[Labeled-object pointing entries]
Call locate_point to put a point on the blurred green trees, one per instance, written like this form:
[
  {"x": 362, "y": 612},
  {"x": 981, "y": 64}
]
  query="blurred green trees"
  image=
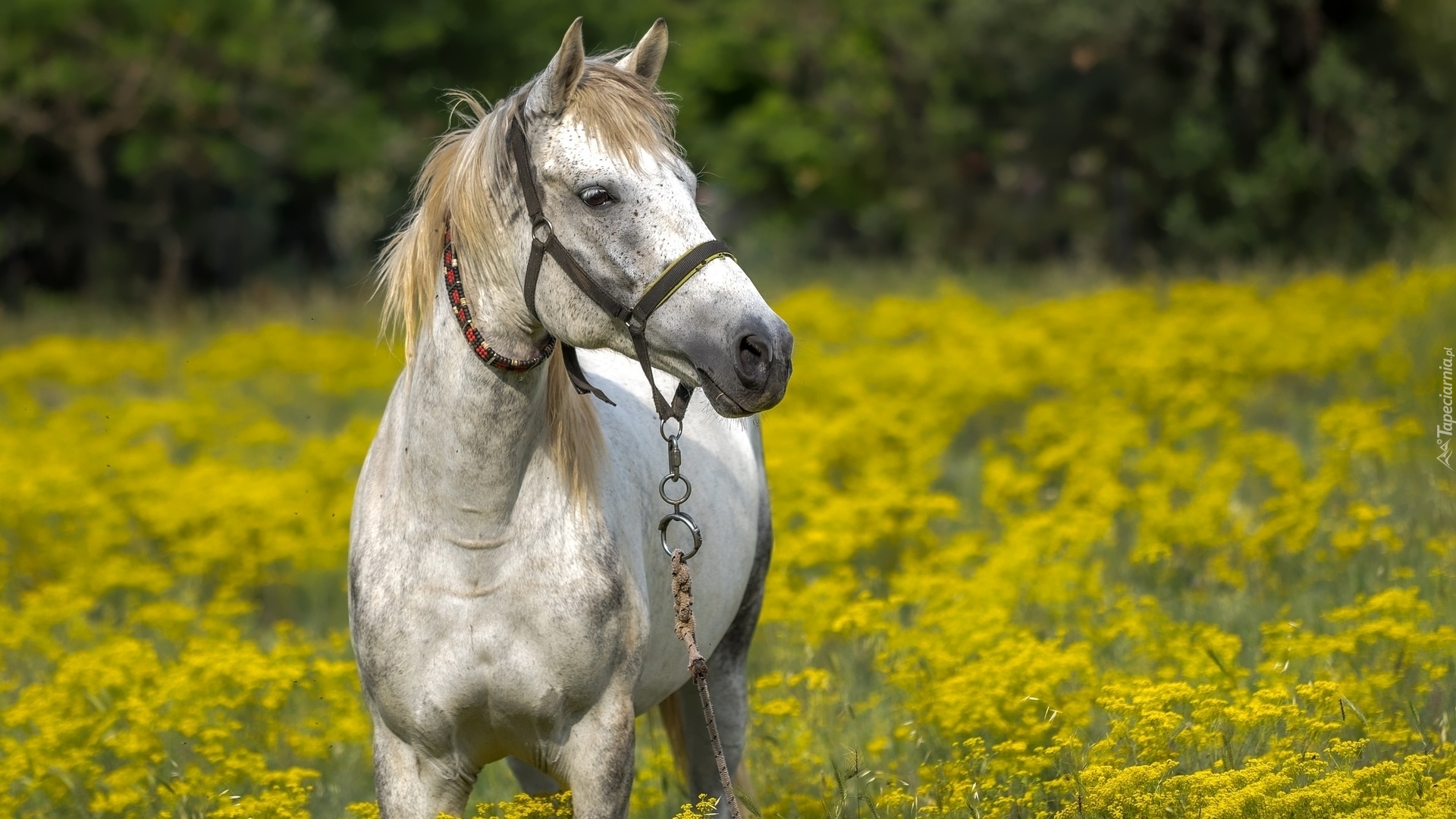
[{"x": 156, "y": 143}]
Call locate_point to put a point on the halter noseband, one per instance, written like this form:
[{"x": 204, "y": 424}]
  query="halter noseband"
[{"x": 544, "y": 241}]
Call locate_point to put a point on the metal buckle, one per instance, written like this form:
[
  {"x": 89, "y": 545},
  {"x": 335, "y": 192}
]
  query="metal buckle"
[{"x": 692, "y": 526}]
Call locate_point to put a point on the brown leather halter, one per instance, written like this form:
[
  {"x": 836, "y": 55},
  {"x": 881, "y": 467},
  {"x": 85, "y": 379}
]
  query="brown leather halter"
[{"x": 544, "y": 241}]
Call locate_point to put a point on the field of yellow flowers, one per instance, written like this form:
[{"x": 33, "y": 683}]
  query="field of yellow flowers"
[{"x": 1150, "y": 551}]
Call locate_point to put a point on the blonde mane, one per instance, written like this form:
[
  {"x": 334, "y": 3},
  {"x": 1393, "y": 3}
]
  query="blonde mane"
[{"x": 471, "y": 180}]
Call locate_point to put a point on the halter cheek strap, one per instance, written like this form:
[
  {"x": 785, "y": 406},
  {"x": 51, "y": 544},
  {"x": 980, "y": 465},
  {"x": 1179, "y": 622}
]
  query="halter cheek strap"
[{"x": 544, "y": 241}]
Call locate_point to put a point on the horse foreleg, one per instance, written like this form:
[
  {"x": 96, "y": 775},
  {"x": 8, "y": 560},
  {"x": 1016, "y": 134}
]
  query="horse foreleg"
[
  {"x": 411, "y": 784},
  {"x": 598, "y": 758}
]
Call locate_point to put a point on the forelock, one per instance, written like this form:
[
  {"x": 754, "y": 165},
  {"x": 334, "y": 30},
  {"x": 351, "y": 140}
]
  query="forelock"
[{"x": 623, "y": 112}]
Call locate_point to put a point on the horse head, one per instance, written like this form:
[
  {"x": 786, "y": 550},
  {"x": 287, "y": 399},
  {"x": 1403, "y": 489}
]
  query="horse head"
[{"x": 617, "y": 191}]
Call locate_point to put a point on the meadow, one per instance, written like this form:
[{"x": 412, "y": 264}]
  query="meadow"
[{"x": 1168, "y": 550}]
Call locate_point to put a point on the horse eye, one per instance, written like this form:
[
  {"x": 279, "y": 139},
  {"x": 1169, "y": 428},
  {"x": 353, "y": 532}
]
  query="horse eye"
[{"x": 596, "y": 197}]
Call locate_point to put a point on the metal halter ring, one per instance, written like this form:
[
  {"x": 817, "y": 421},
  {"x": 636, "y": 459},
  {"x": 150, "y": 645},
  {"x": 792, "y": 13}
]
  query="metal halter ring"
[
  {"x": 692, "y": 526},
  {"x": 688, "y": 490}
]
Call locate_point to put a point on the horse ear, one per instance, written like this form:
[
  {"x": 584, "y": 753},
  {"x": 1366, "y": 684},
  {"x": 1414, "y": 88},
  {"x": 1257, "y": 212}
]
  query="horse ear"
[
  {"x": 563, "y": 74},
  {"x": 650, "y": 53}
]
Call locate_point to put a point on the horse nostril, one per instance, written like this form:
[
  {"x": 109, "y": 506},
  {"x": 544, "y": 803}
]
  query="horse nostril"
[{"x": 753, "y": 362}]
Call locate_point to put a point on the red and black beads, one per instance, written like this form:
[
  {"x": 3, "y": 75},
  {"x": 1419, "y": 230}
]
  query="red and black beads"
[{"x": 462, "y": 309}]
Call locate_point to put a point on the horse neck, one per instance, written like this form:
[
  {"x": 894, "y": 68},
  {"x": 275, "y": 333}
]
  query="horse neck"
[{"x": 471, "y": 431}]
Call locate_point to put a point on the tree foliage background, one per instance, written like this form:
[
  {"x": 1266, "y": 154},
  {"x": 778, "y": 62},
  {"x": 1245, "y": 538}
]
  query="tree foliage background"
[{"x": 149, "y": 148}]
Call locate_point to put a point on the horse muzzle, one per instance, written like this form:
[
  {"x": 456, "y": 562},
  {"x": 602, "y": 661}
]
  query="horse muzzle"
[{"x": 753, "y": 373}]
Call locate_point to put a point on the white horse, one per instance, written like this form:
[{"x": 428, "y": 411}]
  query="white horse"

Challenge>
Turn everything from the line containing "Call locate_point to put a point on the tree" down to the end of the entries into a numbered list, leaving out any blank lines.

Task response>
1. Call locate_point to put a point on the tree foliage background, one per instance, written like this form:
2. [
3.   {"x": 1266, "y": 154},
4.   {"x": 778, "y": 62},
5.   {"x": 1245, "y": 538}
6. ]
7.   query="tree foliage background"
8. [{"x": 149, "y": 148}]
9. Call locate_point to put a point on the horse muzzle, one per instance, written like this form:
10. [
11.   {"x": 456, "y": 562},
12.   {"x": 602, "y": 661}
13. ]
14.   query="horse muzzle"
15. [{"x": 753, "y": 373}]
16. Call locate_point to put a point on the white horse, one per instance, written like this form:
17. [{"x": 428, "y": 411}]
18.   query="white horse"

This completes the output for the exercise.